Exercises:
a. Translate this sentence from the excerpt on limitation of liability clauses into Spanish: "Ensure your exposure is proportionate to your commercial risk."
b. In the excerpt on limitation of liability clauses, what does the Competition and Consumer Act require when a supplier sells a faulty good to a consumer?
c. Go on with the excerpt on limitation of liability clauses from the point where it ends.

----- Source excerpt -----

Negotiating this risk allocation between the parties and drafting a limitation of liability (LOL) clause is a fine art and, if not given due consideration, may not be a laughing matter.

Whether you are a supplier or a purchaser, there are a few things you should consider when negotiating a LOL clause:

  1. If you are a supplier:
    1. Ensure your exposure is proportionate to your commercial risk. If the value of your supply is small, accepting an unlimited liability cap is not reasonable.
    2. It may be difficult to negotiate a cap on liability for breach of clauses relating to intellectual property or confidentiality obligations. Where such liability is uncapped, ensure you have appropriate internal processes and personnel training to manage this risk.
    3. Be aware of mandatory local laws. For example, if you sell a faulty good to a consumer, the Competition and Consumer Act requires you to replace or repair that good, regardless of the cost.

----- Supplied records -----

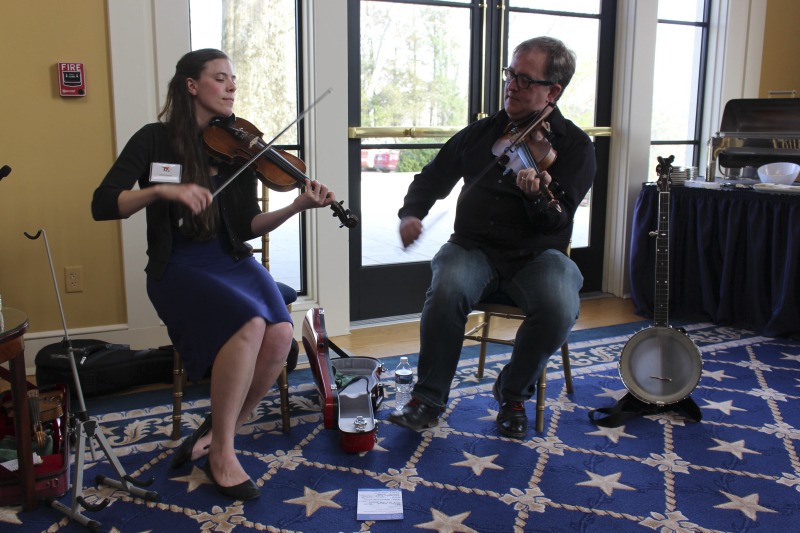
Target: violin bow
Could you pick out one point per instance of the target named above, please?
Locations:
(270, 143)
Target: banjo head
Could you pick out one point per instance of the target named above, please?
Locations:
(660, 365)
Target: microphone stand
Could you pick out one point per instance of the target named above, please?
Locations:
(90, 430)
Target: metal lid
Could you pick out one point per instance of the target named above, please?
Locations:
(761, 115)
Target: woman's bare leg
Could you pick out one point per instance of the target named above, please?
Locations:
(243, 372)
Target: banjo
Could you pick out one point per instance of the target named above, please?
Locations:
(660, 365)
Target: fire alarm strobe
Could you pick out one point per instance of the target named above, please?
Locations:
(71, 79)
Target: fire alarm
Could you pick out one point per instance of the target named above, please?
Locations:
(71, 79)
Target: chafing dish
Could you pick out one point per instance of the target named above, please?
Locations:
(754, 132)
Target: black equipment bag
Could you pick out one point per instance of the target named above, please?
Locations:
(102, 367)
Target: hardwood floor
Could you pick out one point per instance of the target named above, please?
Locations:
(386, 340)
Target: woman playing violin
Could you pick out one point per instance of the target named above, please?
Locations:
(221, 307)
(509, 241)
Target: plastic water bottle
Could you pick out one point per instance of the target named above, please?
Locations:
(403, 381)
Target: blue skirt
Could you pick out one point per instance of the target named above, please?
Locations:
(206, 296)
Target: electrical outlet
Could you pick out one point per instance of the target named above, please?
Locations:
(73, 278)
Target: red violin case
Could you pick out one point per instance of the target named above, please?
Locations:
(349, 387)
(52, 475)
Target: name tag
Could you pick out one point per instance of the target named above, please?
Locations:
(165, 173)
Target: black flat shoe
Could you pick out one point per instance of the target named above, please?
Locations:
(246, 490)
(184, 452)
(416, 415)
(512, 420)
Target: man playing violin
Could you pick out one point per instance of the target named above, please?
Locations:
(512, 232)
(221, 307)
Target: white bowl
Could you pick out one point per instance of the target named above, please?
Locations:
(781, 173)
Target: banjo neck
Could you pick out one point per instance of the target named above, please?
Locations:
(661, 303)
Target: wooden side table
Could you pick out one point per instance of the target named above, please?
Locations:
(13, 325)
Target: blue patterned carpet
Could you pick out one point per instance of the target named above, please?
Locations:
(737, 470)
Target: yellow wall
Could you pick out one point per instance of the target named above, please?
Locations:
(59, 149)
(780, 62)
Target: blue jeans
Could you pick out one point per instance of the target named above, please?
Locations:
(546, 289)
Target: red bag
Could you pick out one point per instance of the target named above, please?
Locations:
(349, 402)
(52, 475)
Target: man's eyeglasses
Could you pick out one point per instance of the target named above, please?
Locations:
(523, 81)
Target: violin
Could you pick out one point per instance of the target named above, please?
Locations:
(529, 147)
(239, 142)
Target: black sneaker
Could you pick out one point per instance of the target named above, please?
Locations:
(512, 420)
(416, 415)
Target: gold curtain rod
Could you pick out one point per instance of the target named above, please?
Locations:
(417, 133)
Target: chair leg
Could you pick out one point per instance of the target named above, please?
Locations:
(567, 369)
(178, 381)
(283, 385)
(484, 334)
(541, 399)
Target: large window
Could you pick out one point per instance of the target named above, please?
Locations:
(681, 44)
(261, 37)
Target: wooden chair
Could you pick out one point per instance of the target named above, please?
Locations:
(499, 305)
(179, 379)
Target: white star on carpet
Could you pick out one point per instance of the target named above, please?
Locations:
(491, 416)
(195, 479)
(314, 500)
(615, 394)
(717, 375)
(447, 524)
(479, 464)
(10, 515)
(736, 448)
(726, 406)
(613, 434)
(605, 483)
(790, 357)
(748, 505)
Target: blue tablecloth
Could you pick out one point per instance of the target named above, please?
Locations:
(734, 257)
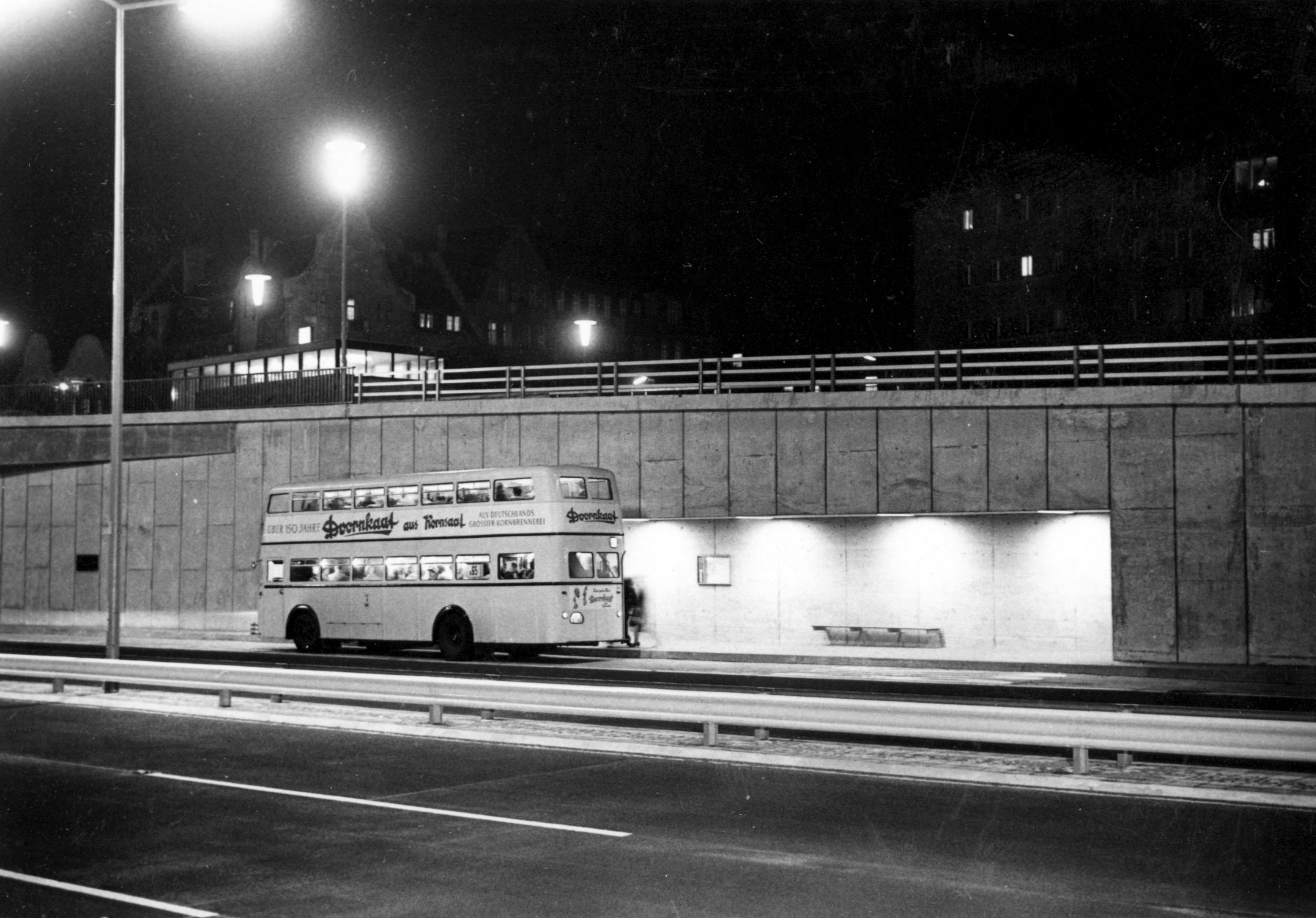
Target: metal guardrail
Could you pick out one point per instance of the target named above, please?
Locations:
(1177, 362)
(1078, 730)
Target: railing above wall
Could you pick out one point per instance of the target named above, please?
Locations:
(1182, 362)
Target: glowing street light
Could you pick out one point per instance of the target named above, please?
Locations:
(585, 327)
(345, 169)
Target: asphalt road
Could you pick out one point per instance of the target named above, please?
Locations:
(698, 838)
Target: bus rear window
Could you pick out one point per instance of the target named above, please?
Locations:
(472, 492)
(581, 564)
(472, 567)
(573, 489)
(405, 495)
(514, 489)
(438, 494)
(519, 565)
(436, 567)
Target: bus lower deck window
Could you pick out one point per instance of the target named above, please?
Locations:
(472, 492)
(514, 489)
(401, 568)
(472, 567)
(405, 495)
(581, 564)
(519, 565)
(436, 567)
(438, 494)
(305, 502)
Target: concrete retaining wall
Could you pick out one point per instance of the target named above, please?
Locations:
(1211, 491)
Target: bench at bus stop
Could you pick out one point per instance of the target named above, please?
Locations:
(862, 635)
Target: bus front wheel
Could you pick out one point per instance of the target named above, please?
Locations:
(304, 631)
(453, 635)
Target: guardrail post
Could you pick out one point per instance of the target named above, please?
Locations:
(1080, 760)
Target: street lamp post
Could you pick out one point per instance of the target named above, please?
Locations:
(346, 171)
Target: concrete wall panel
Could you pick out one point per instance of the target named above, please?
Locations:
(1281, 485)
(852, 461)
(1209, 525)
(619, 449)
(1078, 459)
(960, 460)
(466, 442)
(539, 439)
(800, 462)
(578, 439)
(706, 467)
(1016, 468)
(661, 456)
(904, 461)
(752, 465)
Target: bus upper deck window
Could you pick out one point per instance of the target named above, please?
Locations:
(472, 567)
(338, 499)
(335, 569)
(514, 489)
(405, 495)
(370, 497)
(401, 568)
(472, 492)
(516, 567)
(368, 568)
(436, 567)
(436, 494)
(581, 564)
(305, 501)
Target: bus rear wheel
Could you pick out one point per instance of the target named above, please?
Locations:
(455, 636)
(304, 631)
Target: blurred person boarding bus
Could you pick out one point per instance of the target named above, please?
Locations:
(520, 559)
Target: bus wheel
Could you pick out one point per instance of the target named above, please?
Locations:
(304, 631)
(453, 635)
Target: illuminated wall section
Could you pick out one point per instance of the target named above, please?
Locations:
(999, 586)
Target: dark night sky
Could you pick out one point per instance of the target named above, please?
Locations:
(757, 158)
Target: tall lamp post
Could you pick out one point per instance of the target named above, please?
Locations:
(205, 11)
(345, 166)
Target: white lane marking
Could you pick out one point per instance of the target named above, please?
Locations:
(386, 805)
(105, 893)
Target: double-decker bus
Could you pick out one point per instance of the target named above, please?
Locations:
(519, 559)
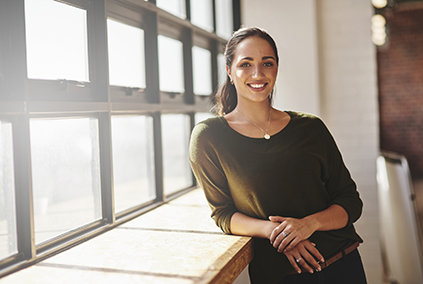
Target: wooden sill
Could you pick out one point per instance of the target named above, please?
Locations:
(175, 243)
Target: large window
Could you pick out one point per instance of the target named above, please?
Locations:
(97, 102)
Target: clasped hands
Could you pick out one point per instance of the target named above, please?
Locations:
(290, 236)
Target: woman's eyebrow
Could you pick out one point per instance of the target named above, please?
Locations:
(263, 58)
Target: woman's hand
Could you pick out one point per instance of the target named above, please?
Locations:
(290, 232)
(306, 255)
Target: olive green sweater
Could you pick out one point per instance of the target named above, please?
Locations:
(298, 172)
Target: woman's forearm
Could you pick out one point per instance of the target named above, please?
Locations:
(247, 226)
(333, 218)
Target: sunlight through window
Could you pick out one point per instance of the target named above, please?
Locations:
(56, 37)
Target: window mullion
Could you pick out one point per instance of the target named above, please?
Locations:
(23, 187)
(98, 50)
(152, 60)
(158, 156)
(106, 168)
(188, 77)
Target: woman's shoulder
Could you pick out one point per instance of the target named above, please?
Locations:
(304, 117)
(208, 127)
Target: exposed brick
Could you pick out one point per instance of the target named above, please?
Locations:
(400, 74)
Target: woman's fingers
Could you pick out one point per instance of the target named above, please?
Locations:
(277, 235)
(313, 250)
(301, 256)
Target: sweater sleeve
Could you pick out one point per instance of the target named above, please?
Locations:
(339, 184)
(206, 166)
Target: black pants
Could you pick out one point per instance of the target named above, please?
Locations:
(347, 270)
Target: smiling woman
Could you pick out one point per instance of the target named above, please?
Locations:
(276, 175)
(97, 102)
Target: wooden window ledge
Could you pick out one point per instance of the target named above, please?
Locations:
(175, 243)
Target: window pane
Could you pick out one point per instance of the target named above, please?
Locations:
(176, 7)
(171, 66)
(66, 175)
(8, 238)
(126, 55)
(59, 50)
(201, 60)
(221, 65)
(133, 161)
(202, 14)
(175, 135)
(224, 18)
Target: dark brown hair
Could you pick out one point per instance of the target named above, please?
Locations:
(225, 99)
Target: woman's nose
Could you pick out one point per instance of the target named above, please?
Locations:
(257, 72)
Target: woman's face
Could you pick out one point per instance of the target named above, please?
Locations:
(254, 69)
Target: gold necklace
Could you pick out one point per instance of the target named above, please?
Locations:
(266, 135)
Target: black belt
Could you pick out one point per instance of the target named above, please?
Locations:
(333, 258)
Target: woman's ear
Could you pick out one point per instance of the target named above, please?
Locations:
(228, 71)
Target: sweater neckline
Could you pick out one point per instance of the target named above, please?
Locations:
(225, 122)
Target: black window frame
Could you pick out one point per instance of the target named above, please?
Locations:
(22, 99)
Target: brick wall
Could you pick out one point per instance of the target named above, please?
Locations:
(348, 82)
(400, 76)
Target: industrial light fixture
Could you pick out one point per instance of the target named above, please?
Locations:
(378, 29)
(379, 3)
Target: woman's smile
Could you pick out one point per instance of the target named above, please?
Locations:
(254, 69)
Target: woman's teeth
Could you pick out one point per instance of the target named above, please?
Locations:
(257, 86)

-----

Answers for the exercise:
a. Asegúrese de que su exposición sea proporcional a su riesgo comercial.

b. It requires the supplier to replace or repair that good, regardless of the cost.

c.
    4. When determining a dollar cap, consider whether a multiple of the fees rendered, a fixed amount or your insurance levels are sufficient.
    5. If indirect loss is not carved out of the contract, ensure it is included under your LOL clause.
  1. If you are the purchaser:
    1. Consider what damages you would incur in the worst case scenario, and ensure any limitation on the supplier's liability is enough to cover such loss.
    2. Consider what remedies are appropriate if something goes wrong. Monetary compensation may not always be the most practical solution.
    3. Will you be exposed to any third party liability claims? If so, ensure the supplier's LOL clause covers such exposure so you have appropriate recourse.
    4. If you have any obligations under the contract such as the provision of indemnities, then you may want to consider requesting your own LOL clause.
    5. Review any exclusions from the supplier's LOL clauses to ensure you do not inadvertently agree to exclude more than you intended to.

We do not disclaim anything about this article. We're quite proud of it really.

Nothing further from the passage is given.